[What you have to do]: For this exercise, reproduce the entries below exactly, but only from the line containing "Objective — one dot per instance of the weathered" through the line containing "Objective — one dot per instance of the orange", both included.

[Dataset excerpts]:
------
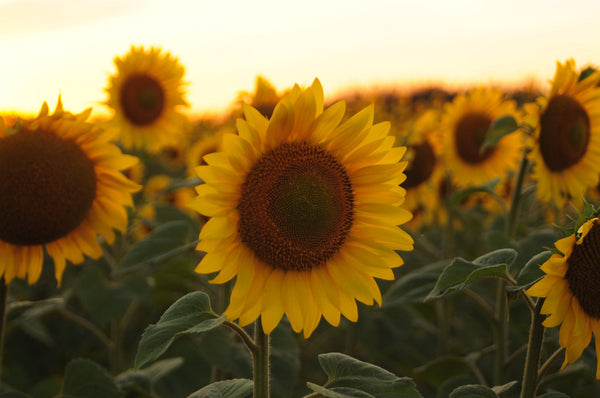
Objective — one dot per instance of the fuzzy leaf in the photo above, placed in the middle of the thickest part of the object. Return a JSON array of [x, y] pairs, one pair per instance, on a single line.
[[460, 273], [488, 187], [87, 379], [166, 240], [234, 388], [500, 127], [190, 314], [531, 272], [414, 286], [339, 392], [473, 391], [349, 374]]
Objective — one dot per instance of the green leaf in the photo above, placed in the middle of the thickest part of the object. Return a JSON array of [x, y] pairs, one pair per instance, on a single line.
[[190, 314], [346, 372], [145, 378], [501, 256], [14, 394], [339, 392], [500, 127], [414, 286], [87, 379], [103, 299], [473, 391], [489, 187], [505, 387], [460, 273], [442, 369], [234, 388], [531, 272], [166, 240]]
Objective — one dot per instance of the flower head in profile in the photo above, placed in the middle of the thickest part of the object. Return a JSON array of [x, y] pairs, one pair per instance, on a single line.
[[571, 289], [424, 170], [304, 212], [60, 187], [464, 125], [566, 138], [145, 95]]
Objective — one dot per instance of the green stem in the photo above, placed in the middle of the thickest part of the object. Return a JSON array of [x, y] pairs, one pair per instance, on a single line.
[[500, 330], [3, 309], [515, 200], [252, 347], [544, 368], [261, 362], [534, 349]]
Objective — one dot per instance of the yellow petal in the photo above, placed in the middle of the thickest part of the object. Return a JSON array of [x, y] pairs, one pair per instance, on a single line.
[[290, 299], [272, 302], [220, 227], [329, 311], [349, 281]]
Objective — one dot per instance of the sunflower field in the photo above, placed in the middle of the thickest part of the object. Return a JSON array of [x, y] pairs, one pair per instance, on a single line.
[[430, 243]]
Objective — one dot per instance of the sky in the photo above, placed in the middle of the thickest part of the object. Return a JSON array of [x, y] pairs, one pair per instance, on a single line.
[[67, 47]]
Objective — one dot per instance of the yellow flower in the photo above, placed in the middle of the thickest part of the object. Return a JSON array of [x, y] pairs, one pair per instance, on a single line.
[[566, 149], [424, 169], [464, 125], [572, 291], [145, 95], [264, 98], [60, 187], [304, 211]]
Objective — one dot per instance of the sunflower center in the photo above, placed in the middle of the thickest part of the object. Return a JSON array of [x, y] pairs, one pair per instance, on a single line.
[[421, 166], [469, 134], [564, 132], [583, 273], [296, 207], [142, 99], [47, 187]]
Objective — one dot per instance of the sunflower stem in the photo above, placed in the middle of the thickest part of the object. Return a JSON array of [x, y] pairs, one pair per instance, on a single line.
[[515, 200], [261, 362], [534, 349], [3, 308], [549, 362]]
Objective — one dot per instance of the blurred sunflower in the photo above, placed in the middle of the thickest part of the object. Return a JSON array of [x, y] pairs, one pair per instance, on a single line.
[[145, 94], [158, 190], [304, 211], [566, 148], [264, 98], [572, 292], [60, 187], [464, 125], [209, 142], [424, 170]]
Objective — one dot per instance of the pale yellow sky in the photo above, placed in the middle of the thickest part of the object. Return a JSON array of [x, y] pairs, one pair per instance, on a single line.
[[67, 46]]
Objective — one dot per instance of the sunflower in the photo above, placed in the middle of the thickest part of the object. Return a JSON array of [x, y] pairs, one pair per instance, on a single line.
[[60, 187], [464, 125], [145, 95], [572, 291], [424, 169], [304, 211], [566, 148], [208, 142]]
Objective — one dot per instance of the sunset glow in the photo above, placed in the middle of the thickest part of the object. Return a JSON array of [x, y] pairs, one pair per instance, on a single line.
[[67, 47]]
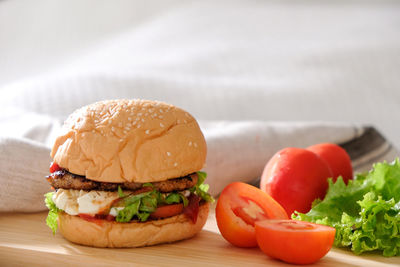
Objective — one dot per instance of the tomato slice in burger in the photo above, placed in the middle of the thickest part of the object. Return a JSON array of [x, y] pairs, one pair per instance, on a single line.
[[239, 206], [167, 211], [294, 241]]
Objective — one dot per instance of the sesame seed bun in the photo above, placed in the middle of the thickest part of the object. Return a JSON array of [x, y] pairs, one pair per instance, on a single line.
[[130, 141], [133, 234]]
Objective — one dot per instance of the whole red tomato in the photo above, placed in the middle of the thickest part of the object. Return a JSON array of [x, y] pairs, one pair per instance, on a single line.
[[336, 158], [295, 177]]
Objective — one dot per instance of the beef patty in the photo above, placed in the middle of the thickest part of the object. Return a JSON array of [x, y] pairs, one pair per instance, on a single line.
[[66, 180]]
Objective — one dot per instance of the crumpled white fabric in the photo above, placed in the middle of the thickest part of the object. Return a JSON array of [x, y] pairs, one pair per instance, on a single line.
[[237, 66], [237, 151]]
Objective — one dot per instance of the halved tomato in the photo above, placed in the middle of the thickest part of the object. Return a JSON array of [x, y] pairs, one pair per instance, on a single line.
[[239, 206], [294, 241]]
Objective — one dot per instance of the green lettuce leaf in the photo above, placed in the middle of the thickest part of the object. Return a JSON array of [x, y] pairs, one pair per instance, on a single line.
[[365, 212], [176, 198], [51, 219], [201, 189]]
------
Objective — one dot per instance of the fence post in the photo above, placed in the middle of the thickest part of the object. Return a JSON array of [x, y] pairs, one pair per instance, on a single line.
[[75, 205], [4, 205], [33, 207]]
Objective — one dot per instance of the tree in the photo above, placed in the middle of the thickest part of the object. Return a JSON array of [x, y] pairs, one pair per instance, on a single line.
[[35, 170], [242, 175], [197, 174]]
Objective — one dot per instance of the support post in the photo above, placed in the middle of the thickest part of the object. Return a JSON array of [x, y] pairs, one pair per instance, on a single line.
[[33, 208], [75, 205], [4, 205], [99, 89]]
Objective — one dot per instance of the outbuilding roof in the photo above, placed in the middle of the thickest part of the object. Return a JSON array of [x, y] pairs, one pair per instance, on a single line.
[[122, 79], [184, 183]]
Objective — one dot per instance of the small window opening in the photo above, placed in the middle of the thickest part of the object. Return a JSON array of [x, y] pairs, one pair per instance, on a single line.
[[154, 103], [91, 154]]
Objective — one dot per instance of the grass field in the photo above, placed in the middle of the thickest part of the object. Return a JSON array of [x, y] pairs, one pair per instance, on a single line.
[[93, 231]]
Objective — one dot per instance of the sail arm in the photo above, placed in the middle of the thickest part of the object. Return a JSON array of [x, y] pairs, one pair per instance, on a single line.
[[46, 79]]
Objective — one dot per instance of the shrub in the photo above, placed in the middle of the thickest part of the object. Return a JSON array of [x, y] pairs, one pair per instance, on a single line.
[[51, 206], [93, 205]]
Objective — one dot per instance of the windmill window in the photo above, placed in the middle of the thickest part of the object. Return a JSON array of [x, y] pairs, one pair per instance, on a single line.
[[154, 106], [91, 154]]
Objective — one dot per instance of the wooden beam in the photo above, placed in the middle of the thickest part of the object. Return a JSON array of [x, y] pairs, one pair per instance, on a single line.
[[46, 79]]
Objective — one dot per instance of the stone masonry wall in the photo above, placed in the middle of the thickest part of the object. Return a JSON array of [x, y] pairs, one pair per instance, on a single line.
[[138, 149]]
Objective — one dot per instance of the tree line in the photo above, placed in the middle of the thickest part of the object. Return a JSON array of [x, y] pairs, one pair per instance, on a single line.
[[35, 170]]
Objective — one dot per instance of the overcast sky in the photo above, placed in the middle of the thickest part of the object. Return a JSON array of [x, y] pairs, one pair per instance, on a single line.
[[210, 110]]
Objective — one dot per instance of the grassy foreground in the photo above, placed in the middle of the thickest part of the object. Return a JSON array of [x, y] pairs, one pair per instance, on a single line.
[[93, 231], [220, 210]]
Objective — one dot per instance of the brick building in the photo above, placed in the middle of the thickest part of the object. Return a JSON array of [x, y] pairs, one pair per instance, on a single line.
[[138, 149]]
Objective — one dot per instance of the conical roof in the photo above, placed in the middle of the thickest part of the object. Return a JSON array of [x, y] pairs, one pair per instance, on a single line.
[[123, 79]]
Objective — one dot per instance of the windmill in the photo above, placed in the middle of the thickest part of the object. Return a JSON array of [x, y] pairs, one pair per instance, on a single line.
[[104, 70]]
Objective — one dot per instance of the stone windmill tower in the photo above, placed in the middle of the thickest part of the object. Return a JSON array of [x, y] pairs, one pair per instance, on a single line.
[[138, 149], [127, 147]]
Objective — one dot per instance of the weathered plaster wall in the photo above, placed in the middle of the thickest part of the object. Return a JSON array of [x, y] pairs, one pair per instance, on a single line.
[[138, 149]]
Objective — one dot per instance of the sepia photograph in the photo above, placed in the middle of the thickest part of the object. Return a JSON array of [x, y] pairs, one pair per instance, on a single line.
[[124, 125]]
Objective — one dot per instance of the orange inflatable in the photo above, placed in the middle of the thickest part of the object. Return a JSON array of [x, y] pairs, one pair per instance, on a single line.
------
[Solved problem]:
Objective — one dot per instance of the weathered plaster wall in the photo above, placed in the middle of the thickest part of the object. Return a JSON array of [x, y] pairs, one pair per instance, on a single line.
[[138, 149]]
Objective — one dot per instance of the sepia photograph in the photo above, placed in the middle of the thickest part of the object. Return a JSON array of [x, y] pairs, one pair per instance, on a single line.
[[124, 125]]
Objective — one dot per instance of the orange inflatable in the photo above, placed in the middle of the thickest part of the object. Return a JSON array of [x, y] pairs, one pair per instance, on a single line.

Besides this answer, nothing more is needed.